(Dataset excerpts on object pointing)
[BEGIN]

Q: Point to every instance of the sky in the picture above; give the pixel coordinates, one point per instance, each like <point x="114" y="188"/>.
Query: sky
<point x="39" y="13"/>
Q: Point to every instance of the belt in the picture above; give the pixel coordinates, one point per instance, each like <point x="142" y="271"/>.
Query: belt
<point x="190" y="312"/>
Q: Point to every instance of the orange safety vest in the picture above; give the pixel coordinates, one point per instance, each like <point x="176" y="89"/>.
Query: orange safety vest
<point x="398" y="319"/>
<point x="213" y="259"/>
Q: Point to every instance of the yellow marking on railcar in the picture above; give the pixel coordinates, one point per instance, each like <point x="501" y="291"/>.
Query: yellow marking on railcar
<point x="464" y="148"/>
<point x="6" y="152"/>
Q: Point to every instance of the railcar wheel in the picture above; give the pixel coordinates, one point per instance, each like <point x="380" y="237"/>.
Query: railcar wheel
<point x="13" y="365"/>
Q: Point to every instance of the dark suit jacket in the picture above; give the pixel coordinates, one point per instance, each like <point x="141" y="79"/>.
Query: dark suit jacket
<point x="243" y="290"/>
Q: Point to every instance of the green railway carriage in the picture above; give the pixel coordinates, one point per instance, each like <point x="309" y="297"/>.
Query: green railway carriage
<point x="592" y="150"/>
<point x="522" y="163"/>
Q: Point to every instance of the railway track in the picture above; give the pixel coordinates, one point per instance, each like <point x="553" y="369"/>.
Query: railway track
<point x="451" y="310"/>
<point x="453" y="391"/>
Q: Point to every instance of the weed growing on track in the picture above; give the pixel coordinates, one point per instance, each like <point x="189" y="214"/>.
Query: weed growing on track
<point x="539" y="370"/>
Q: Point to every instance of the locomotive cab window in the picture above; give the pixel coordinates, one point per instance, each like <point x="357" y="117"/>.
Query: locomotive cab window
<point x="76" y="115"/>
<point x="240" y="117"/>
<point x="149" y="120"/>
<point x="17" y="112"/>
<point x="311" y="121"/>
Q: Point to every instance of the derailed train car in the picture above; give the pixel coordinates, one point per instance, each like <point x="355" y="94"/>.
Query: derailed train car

[END]

WHAT IS ASKED: Reproduce the lines from the one holding "Q: Point to every instance of the locomotive" through the last line, inclusive, renaming "train car" to "rail wagon" and leaving everything else unchanged.

WRITTEN SOLUTION:
Q: Point to every instance of the locomotive cab window in the picture above; give the pixel coordinates, one point per instance, each like <point x="357" y="117"/>.
Query: locomotive cab window
<point x="76" y="115"/>
<point x="240" y="117"/>
<point x="149" y="120"/>
<point x="17" y="112"/>
<point x="311" y="121"/>
Q: Point to every instance of the derailed rail wagon in the picture above; give the pixel coordinates, one point per instance, each like <point x="355" y="94"/>.
Query: derailed rail wagon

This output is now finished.